• **What is being asked**: Would it be possible to quote, exactly and in full, the lines from the one with "Tag the bare" through the end of the entries below?

Start Task input

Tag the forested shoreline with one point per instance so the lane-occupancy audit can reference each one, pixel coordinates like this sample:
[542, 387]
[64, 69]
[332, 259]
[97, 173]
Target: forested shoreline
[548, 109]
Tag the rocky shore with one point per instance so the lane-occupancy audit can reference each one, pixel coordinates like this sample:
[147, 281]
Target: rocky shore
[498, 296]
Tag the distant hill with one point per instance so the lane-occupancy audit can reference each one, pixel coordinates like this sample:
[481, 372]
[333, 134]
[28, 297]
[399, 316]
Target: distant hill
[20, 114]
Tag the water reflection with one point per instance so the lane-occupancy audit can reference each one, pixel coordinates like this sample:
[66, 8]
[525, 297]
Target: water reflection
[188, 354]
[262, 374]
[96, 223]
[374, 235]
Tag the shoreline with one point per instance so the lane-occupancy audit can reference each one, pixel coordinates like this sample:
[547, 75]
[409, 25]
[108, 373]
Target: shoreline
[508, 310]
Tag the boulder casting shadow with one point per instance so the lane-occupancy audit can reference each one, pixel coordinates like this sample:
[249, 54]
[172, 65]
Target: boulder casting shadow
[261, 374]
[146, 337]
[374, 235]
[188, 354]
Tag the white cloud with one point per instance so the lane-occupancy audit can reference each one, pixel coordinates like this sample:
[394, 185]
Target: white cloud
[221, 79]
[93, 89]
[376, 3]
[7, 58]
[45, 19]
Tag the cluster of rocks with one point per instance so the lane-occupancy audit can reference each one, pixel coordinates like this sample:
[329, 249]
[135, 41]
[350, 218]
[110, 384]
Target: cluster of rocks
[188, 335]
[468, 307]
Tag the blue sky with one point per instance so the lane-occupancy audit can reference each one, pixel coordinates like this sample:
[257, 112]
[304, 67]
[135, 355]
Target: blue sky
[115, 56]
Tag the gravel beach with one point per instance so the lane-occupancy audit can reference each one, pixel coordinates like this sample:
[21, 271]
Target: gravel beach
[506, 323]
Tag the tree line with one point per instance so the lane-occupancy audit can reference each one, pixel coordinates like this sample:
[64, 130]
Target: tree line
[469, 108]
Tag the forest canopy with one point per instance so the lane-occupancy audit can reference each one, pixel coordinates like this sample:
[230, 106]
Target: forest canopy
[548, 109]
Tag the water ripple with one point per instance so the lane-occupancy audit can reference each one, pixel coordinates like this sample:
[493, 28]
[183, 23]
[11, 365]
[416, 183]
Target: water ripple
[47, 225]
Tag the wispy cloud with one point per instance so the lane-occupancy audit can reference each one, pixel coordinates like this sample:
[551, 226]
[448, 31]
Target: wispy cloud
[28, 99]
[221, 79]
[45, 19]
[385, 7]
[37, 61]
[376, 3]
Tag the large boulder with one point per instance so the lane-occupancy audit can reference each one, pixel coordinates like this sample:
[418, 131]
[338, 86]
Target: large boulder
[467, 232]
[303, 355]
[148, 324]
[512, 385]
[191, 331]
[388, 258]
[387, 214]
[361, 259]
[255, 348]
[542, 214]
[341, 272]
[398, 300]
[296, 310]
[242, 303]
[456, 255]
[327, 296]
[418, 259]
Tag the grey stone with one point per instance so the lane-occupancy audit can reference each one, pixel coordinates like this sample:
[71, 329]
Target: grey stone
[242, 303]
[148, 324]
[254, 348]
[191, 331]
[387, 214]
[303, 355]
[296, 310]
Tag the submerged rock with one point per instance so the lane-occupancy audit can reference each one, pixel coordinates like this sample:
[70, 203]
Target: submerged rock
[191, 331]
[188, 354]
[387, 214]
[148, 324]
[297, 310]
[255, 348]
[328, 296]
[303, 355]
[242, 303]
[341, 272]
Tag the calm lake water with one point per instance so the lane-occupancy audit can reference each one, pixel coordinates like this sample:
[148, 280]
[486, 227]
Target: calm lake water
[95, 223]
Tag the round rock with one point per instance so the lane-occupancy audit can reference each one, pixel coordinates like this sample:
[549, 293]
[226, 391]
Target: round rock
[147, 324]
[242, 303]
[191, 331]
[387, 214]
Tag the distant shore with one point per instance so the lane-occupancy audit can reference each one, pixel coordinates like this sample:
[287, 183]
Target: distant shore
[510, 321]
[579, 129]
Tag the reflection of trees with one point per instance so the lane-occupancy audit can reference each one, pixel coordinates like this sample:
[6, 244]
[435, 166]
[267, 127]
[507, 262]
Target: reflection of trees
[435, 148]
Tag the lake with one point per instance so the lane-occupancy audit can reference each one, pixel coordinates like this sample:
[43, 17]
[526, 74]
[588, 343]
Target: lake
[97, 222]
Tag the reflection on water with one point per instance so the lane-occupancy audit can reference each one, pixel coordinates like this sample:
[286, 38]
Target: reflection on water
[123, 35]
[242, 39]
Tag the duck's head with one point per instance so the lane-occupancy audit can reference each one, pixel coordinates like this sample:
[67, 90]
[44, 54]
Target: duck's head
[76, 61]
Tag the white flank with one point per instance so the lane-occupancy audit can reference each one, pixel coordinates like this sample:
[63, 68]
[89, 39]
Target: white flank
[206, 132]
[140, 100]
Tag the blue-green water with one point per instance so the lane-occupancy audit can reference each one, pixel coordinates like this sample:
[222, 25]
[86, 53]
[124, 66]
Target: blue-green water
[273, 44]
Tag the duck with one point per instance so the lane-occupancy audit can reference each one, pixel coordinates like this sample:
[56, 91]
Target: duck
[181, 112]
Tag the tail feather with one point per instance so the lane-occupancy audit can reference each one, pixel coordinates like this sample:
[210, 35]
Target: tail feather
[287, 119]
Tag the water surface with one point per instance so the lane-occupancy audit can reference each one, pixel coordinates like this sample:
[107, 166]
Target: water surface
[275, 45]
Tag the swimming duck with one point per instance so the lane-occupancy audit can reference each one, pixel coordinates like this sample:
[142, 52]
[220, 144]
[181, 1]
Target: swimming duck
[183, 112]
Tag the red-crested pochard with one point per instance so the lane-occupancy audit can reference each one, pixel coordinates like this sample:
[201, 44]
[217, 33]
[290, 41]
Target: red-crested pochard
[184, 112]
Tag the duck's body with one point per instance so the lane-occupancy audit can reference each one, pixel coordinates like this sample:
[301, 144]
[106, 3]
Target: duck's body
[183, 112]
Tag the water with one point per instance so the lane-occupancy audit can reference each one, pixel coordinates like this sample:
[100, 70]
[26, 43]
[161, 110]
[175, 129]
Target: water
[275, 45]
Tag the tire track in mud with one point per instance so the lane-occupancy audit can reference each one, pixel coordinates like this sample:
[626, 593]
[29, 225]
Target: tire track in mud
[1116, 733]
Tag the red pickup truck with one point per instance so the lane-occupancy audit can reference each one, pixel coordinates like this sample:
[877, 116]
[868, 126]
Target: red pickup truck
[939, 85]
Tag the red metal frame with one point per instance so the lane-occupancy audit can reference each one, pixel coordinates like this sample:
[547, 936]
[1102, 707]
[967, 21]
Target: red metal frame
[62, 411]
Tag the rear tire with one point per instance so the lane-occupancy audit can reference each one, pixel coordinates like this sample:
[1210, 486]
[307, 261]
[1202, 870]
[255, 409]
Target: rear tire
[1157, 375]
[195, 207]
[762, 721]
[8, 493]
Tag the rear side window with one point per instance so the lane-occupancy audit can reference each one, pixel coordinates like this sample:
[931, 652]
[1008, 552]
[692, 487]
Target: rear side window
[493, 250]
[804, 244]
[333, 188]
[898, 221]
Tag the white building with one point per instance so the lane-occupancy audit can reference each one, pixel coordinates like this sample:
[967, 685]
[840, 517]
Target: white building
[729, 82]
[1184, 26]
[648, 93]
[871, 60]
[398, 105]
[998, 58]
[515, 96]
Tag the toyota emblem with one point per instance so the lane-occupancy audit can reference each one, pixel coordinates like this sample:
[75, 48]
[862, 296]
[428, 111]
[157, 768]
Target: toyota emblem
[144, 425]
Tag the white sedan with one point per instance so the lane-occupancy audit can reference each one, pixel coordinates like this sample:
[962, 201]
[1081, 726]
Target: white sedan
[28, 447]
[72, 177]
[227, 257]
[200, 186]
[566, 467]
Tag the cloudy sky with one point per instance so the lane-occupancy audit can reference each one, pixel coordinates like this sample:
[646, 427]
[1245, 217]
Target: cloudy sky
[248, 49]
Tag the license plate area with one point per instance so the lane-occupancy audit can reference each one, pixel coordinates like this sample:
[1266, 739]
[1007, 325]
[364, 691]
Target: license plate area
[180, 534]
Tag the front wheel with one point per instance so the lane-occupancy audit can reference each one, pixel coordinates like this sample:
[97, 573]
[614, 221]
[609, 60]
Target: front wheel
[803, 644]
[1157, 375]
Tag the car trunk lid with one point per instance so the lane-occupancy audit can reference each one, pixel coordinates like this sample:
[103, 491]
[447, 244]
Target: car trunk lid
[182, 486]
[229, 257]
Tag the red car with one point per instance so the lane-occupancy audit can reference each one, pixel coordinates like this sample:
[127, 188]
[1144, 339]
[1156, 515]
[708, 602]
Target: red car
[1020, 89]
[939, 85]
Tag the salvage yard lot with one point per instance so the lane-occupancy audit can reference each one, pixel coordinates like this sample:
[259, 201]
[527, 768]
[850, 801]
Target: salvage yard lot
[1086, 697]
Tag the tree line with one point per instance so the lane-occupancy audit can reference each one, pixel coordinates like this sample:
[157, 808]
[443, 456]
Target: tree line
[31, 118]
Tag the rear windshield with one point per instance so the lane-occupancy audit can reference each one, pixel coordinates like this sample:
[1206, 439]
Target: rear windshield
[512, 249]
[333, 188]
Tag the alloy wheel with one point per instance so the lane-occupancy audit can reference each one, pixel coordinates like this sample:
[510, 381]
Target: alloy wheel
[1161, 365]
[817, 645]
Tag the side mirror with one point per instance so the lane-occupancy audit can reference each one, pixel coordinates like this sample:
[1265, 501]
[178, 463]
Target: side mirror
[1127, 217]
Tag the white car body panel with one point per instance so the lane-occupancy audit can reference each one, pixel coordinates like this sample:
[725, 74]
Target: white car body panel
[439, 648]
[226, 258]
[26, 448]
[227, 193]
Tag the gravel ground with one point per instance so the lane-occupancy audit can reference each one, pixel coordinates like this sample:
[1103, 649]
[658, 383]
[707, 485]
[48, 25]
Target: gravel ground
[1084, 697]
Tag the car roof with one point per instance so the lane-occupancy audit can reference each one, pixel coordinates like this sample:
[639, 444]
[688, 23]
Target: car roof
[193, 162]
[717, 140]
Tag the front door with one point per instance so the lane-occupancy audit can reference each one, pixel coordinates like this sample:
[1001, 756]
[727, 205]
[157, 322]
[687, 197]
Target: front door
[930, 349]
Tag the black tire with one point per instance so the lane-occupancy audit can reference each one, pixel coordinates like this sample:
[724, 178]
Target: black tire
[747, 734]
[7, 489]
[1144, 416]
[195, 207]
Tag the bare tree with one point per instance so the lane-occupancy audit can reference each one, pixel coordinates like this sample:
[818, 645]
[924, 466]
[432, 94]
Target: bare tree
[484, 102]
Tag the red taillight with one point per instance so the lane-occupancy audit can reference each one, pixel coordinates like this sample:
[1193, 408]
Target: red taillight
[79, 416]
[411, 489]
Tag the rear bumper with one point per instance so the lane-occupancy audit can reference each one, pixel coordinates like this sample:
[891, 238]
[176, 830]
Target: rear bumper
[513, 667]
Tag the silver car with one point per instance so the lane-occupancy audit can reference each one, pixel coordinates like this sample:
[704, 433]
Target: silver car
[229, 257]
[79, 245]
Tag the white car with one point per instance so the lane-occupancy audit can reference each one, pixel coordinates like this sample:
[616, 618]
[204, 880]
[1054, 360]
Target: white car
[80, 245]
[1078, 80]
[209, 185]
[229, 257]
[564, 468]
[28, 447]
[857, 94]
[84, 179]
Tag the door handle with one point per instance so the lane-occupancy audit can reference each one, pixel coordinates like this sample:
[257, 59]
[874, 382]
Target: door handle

End Task input

• **Solution**:
Tag the bare tree with one point per instance so the lane-occupancy audit can reference each one, pixel coordinates like this sample:
[818, 645]
[924, 466]
[432, 94]
Target: bare tree
[484, 102]
Tag the red taillight with one point per instance so the lane-occupancy audit can reference each one, pixel coordinates like this sample:
[1193, 408]
Target: red taillight
[79, 416]
[411, 489]
Tag the rear bumper with one point per instance so the lane-occupancy audit can reference each one, pixel coordinates like this sample:
[891, 238]
[176, 830]
Target: rear bumper
[513, 667]
Tag the silver car with one point per instance so the lane-occupancy audit can reference each one, pixel coordinates like this sample:
[704, 433]
Target: silver car
[229, 257]
[79, 245]
Tag the white car with one point per instance so the lane-occupancy audit can reference each one, pixel coordinates like this sample:
[616, 618]
[204, 880]
[1054, 360]
Target: white car
[80, 245]
[1078, 80]
[209, 185]
[229, 257]
[564, 468]
[28, 447]
[857, 94]
[84, 179]
Tag the door handle with one point per instance so the lane-occupancy audit can reference each one, pixel coordinates like this sample:
[257, 59]
[874, 382]
Target: door handle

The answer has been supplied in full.